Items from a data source
------------------------------------------------------------------------
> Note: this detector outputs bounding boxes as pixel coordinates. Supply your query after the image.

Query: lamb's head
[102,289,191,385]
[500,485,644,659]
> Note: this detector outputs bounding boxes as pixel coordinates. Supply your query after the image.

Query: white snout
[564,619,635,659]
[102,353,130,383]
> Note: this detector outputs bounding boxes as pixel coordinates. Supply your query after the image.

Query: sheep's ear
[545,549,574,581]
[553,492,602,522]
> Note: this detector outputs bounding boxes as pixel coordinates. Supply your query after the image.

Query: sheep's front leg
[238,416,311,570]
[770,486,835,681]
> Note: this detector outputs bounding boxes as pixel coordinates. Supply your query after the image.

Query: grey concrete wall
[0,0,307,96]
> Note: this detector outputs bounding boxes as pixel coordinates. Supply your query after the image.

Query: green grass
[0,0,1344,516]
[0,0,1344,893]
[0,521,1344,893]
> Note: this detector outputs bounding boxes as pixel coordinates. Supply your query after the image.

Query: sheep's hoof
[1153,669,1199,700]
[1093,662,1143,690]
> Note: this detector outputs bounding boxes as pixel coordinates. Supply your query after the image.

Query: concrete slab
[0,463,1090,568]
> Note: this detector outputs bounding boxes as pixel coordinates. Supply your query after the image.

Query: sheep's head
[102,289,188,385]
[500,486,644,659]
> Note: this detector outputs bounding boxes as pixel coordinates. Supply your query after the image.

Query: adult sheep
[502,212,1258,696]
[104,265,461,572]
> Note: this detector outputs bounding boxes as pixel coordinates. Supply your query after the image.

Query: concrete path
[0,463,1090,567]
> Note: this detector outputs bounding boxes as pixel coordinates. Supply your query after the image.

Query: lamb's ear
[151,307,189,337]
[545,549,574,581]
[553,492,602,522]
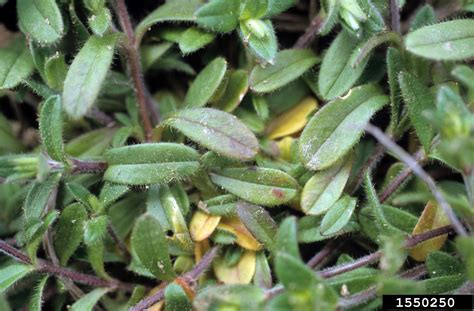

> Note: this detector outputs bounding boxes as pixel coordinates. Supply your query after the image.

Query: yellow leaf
[267,97,318,139]
[213,251,256,284]
[410,201,451,261]
[217,217,262,251]
[277,136,295,162]
[189,211,221,242]
[194,240,211,262]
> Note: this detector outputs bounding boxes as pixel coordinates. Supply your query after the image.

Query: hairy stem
[115,0,158,141]
[306,240,341,269]
[293,14,323,49]
[390,0,401,33]
[0,240,133,291]
[71,159,108,174]
[365,124,467,236]
[130,247,219,311]
[379,148,427,203]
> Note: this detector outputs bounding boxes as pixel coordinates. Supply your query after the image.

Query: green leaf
[265,0,298,17]
[400,73,435,152]
[104,143,199,185]
[320,195,357,235]
[215,69,249,112]
[28,275,49,311]
[250,50,319,93]
[410,4,437,31]
[70,288,109,311]
[17,0,64,44]
[39,95,66,162]
[179,27,216,54]
[240,0,269,20]
[318,31,368,99]
[210,167,298,206]
[63,34,118,119]
[44,54,68,91]
[387,47,406,126]
[405,19,474,60]
[301,160,352,215]
[237,201,278,251]
[0,263,34,294]
[132,214,175,281]
[196,0,240,32]
[275,216,301,259]
[165,283,193,311]
[425,251,464,278]
[66,183,98,212]
[275,252,321,290]
[456,237,474,281]
[54,203,87,266]
[135,0,202,42]
[23,174,61,223]
[253,251,273,289]
[184,57,227,108]
[239,19,278,63]
[84,215,109,279]
[299,85,388,170]
[88,6,112,37]
[165,108,259,160]
[25,210,59,264]
[0,36,34,90]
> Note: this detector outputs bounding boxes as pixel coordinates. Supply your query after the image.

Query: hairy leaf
[405,19,474,60]
[211,168,298,206]
[299,85,388,170]
[39,95,65,162]
[165,108,258,160]
[17,0,64,44]
[250,50,319,93]
[63,34,117,119]
[184,57,227,108]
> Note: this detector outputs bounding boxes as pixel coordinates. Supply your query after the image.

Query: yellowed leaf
[189,211,221,242]
[277,136,295,161]
[213,251,256,284]
[217,217,262,251]
[410,201,451,261]
[267,97,318,139]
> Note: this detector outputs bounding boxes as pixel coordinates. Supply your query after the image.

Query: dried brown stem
[0,240,133,291]
[365,124,467,236]
[130,247,219,311]
[379,148,427,203]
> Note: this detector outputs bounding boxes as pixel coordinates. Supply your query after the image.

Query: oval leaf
[104,143,199,185]
[17,0,64,44]
[184,57,227,108]
[405,19,474,60]
[410,201,451,261]
[132,214,175,281]
[319,196,357,235]
[39,95,65,162]
[210,167,298,206]
[63,34,117,119]
[250,50,319,93]
[318,31,367,99]
[301,161,352,215]
[54,203,87,266]
[237,201,278,250]
[0,36,34,89]
[165,108,258,160]
[299,85,388,170]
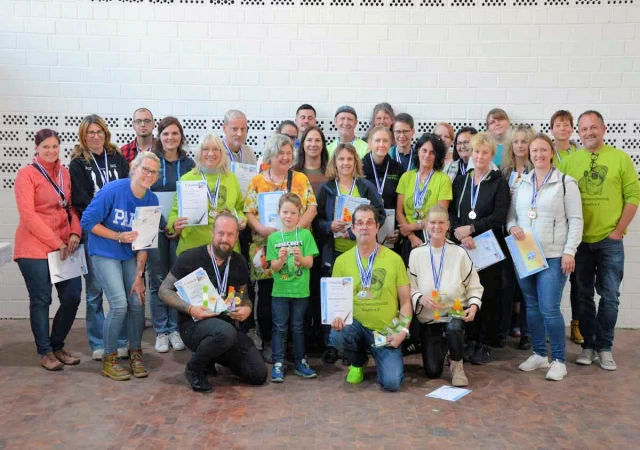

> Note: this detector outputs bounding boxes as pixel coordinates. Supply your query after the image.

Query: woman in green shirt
[167,134,247,255]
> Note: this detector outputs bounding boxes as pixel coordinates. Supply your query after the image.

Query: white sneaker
[518,353,549,372]
[169,331,184,351]
[91,348,104,361]
[547,359,567,381]
[156,334,169,353]
[598,352,618,370]
[576,348,596,366]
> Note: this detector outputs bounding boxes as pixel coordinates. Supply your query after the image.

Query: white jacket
[507,169,584,258]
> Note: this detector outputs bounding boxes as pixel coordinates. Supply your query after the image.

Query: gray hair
[262,134,293,164]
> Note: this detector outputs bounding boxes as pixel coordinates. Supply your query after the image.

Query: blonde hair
[193,133,231,174]
[325,144,364,180]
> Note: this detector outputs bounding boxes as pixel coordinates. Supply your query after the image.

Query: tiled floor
[0,320,640,450]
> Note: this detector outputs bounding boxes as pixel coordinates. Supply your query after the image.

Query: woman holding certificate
[449,133,509,364]
[81,152,161,380]
[396,133,452,265]
[244,134,317,363]
[13,129,82,370]
[409,205,484,386]
[507,133,584,381]
[147,116,195,353]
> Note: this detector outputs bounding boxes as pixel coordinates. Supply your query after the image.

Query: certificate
[320,277,353,325]
[131,206,162,250]
[258,191,284,230]
[177,180,209,226]
[505,228,549,279]
[231,161,258,198]
[465,230,504,271]
[47,244,88,284]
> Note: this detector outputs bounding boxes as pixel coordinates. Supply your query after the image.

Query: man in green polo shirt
[560,111,640,370]
[330,205,413,391]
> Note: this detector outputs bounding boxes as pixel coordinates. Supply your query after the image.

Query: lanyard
[162,158,181,187]
[413,169,435,210]
[356,244,378,289]
[369,153,389,195]
[209,245,231,297]
[89,149,109,187]
[429,242,447,291]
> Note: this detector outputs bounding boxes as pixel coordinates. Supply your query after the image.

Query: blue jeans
[331,320,404,392]
[576,238,624,352]
[518,258,567,363]
[271,297,309,364]
[82,230,127,352]
[16,258,82,356]
[147,231,178,334]
[91,255,144,354]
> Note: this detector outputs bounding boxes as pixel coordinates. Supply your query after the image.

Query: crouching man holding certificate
[158,211,267,392]
[331,205,412,391]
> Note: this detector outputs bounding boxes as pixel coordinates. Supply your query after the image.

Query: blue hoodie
[80,178,158,261]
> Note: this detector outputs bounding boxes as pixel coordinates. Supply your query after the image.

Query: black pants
[420,319,465,378]
[179,317,267,385]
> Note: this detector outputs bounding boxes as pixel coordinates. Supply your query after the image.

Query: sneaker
[571,320,584,344]
[450,361,469,387]
[271,363,284,383]
[598,352,618,370]
[40,352,64,372]
[322,347,338,364]
[156,333,169,353]
[295,358,318,378]
[169,331,184,351]
[518,353,549,372]
[184,367,213,394]
[53,349,80,366]
[129,350,149,378]
[576,348,597,366]
[547,359,567,381]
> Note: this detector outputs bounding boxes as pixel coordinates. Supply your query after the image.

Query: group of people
[14,103,640,392]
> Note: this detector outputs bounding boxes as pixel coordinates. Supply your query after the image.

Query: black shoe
[471,344,491,365]
[322,347,338,364]
[184,367,213,393]
[518,334,533,350]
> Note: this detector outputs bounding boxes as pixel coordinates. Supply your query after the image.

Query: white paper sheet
[47,244,87,284]
[320,277,353,325]
[177,180,209,226]
[131,206,162,250]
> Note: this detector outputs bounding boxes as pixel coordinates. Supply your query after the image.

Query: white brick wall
[0,0,640,327]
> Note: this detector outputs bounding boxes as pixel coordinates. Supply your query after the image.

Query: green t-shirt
[396,169,453,223]
[333,185,360,253]
[332,245,409,333]
[267,228,318,298]
[327,138,369,159]
[559,145,640,244]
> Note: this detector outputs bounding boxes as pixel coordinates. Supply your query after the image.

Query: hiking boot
[571,320,584,344]
[102,352,131,381]
[129,350,149,378]
[450,361,469,387]
[40,352,64,372]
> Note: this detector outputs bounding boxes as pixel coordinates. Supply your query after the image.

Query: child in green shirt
[267,192,318,383]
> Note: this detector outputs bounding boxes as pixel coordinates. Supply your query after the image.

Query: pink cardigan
[13,158,82,260]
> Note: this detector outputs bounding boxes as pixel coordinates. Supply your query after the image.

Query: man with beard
[158,211,267,392]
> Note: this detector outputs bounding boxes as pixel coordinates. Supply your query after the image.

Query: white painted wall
[0,0,640,327]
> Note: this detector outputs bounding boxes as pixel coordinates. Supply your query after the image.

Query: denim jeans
[271,297,309,364]
[91,255,144,354]
[331,320,404,392]
[518,258,567,363]
[82,230,127,352]
[147,231,178,334]
[576,238,624,352]
[16,258,82,356]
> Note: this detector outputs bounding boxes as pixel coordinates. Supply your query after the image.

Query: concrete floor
[0,320,640,450]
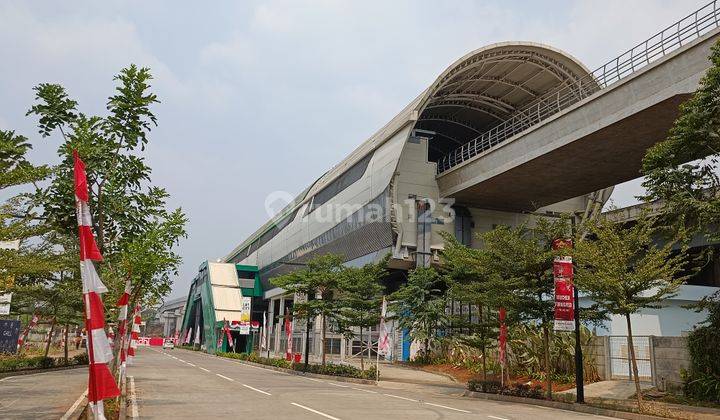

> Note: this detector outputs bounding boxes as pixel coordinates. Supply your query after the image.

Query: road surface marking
[425,401,470,414]
[353,387,377,394]
[240,384,272,395]
[60,389,87,420]
[290,403,340,420]
[383,394,419,402]
[128,376,140,419]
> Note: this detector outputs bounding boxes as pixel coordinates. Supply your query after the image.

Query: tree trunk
[543,324,552,400]
[360,325,365,370]
[321,314,326,366]
[65,322,70,364]
[45,318,55,357]
[478,303,487,381]
[625,314,643,412]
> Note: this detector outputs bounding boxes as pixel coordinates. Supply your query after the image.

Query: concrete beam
[437,30,720,211]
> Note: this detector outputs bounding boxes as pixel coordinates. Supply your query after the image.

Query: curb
[463,391,665,420]
[0,365,88,378]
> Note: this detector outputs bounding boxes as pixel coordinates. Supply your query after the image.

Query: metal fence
[609,336,653,381]
[437,0,720,174]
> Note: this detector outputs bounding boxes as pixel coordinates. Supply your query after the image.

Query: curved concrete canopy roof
[224,42,590,261]
[415,42,589,160]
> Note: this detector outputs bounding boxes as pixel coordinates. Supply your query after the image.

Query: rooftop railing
[437,0,720,174]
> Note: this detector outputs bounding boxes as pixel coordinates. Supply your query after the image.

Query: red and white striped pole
[127,305,142,365]
[73,150,120,420]
[117,278,132,383]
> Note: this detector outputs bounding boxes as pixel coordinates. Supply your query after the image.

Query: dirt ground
[420,363,575,391]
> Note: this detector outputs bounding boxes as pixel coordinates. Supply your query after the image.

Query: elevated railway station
[186,2,720,359]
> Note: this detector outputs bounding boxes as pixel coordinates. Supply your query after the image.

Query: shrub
[468,379,543,399]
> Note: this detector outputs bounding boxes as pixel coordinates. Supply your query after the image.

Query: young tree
[441,235,519,379]
[338,257,388,370]
[390,267,448,359]
[573,217,686,410]
[28,65,187,303]
[0,129,55,291]
[271,254,343,366]
[481,218,570,398]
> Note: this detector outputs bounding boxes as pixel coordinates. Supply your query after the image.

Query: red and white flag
[116,277,132,381]
[73,150,120,419]
[378,296,390,355]
[223,321,235,352]
[18,314,40,351]
[260,312,268,350]
[127,305,142,365]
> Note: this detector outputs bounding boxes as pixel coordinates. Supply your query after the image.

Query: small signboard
[0,319,20,353]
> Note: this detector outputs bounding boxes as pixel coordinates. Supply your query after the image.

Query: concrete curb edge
[463,391,664,420]
[0,365,88,379]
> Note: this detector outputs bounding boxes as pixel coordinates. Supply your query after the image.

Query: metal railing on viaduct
[437,0,720,174]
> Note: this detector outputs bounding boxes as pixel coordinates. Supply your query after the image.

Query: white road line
[128,376,140,419]
[240,384,272,395]
[383,394,419,402]
[290,403,340,420]
[425,401,470,414]
[60,389,87,420]
[352,387,377,394]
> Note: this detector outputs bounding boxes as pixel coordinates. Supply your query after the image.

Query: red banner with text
[553,239,575,331]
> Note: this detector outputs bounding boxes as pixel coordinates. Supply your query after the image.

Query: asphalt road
[0,368,87,420]
[128,348,602,420]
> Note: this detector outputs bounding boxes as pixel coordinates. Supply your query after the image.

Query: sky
[0,0,707,297]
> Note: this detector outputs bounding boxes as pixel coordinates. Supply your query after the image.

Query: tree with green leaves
[28,65,187,305]
[270,254,343,366]
[573,216,687,410]
[642,42,720,240]
[0,127,55,291]
[481,217,571,398]
[683,292,720,403]
[338,257,388,370]
[441,235,518,379]
[390,267,448,360]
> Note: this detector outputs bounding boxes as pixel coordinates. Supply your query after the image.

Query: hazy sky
[0,0,707,297]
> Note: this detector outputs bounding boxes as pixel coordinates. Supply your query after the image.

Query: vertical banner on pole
[285,308,293,361]
[552,239,575,331]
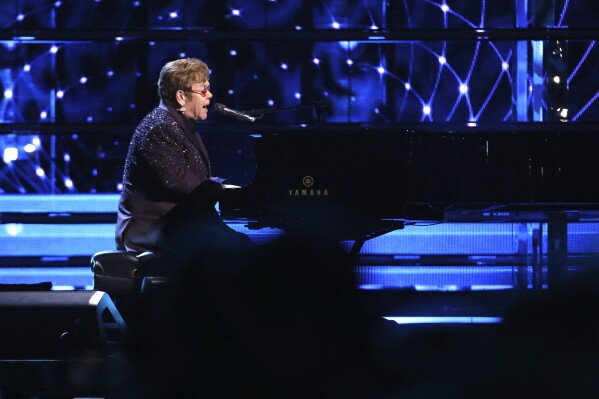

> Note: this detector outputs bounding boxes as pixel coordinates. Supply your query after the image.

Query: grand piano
[219,123,599,282]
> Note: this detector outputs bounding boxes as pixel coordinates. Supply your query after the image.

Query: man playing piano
[116,58,248,260]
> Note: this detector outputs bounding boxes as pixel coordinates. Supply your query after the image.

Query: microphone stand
[241,101,331,129]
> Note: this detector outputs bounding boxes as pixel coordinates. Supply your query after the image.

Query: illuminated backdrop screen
[0,0,599,192]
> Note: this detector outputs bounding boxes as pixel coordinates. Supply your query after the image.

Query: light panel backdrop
[0,0,599,193]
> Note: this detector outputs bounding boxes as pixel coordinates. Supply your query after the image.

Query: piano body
[220,124,599,282]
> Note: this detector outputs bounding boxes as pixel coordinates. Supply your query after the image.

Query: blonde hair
[158,58,210,105]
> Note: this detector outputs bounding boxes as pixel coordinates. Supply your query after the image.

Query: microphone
[214,103,256,122]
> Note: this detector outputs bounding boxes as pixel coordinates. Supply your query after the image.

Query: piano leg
[350,220,405,259]
[547,212,568,288]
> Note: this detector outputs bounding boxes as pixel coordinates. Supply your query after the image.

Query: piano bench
[91,250,169,297]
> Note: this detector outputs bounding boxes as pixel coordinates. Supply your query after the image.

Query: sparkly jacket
[116,103,216,252]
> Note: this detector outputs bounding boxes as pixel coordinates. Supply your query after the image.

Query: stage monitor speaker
[0,291,126,359]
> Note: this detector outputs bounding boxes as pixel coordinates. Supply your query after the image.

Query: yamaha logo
[289,176,329,197]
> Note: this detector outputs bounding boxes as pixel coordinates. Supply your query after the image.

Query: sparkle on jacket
[116,103,210,252]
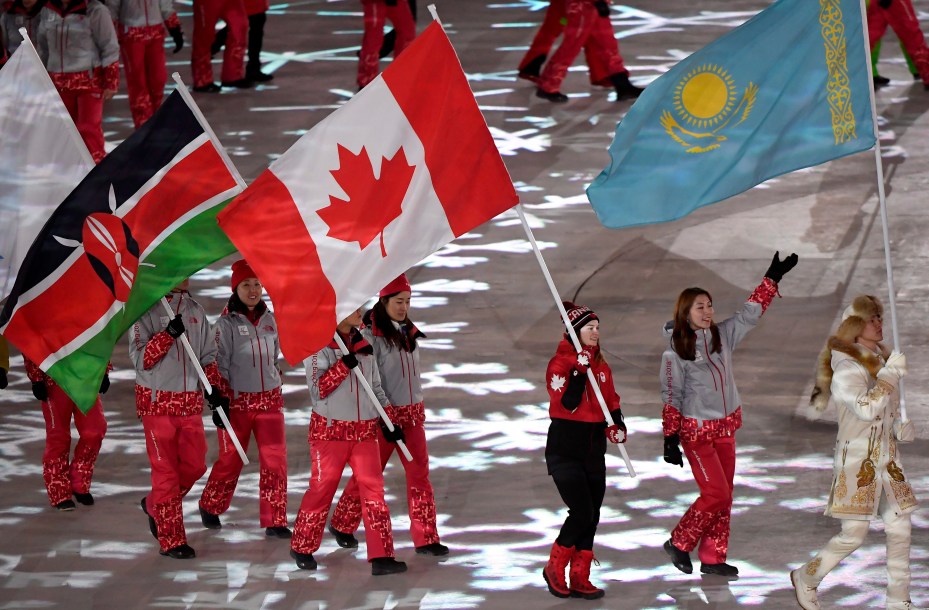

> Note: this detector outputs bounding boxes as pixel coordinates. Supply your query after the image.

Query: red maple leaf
[318,144,416,257]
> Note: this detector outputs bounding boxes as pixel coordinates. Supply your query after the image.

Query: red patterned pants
[290,438,394,561]
[200,409,287,527]
[42,384,106,506]
[539,0,626,93]
[519,0,610,85]
[58,89,106,163]
[142,413,206,551]
[358,0,416,87]
[331,406,439,546]
[868,0,929,85]
[119,37,168,129]
[671,436,735,564]
[190,0,248,87]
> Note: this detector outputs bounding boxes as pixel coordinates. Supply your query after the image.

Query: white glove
[894,419,916,443]
[877,350,906,388]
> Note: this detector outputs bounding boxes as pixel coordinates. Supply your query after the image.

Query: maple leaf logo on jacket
[318,144,416,258]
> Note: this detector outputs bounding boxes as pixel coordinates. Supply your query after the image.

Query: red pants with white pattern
[868,0,929,85]
[142,413,206,551]
[190,0,248,87]
[539,0,626,93]
[331,406,439,546]
[290,438,394,561]
[58,89,106,163]
[119,38,168,129]
[519,0,610,85]
[200,409,287,527]
[671,436,735,564]
[358,0,416,88]
[42,384,106,506]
------------------------------------------------------------------------
■ Given exercise ■
Lay out the records as a numbered list, starting at the top and going on through the line that contains "[0,0,307,96]". Leave out blank lines.

■ Written answer ■
1. > Note: this detector outputs bounding boxes as pixel coordinates. Supply your query after the image.
2. Query: lamb's head
3. [102,289,191,385]
4. [500,485,644,659]
5. > Note: this detector outputs bounding boxes as pixel coordinates. Supply your query after the image.
6. Query: white snout
7. [564,619,635,659]
8. [102,353,130,383]
9. > Note: this detector outputs bounding boxes as pixel coordinates. Supply your query after the image.
10. Query: sheep's ear
11. [545,549,574,581]
12. [553,492,602,522]
13. > Note: this detector outputs bounding boxes as pixel coordinates. Supply your query after the image.
14. Query: sheep's front leg
15. [238,416,311,570]
16. [770,486,835,681]
17. > Note: this detector outputs bounding boxes as pixel coordinates. Supply your query after the image.
18. Query: grey concrete wall
19. [0,0,307,96]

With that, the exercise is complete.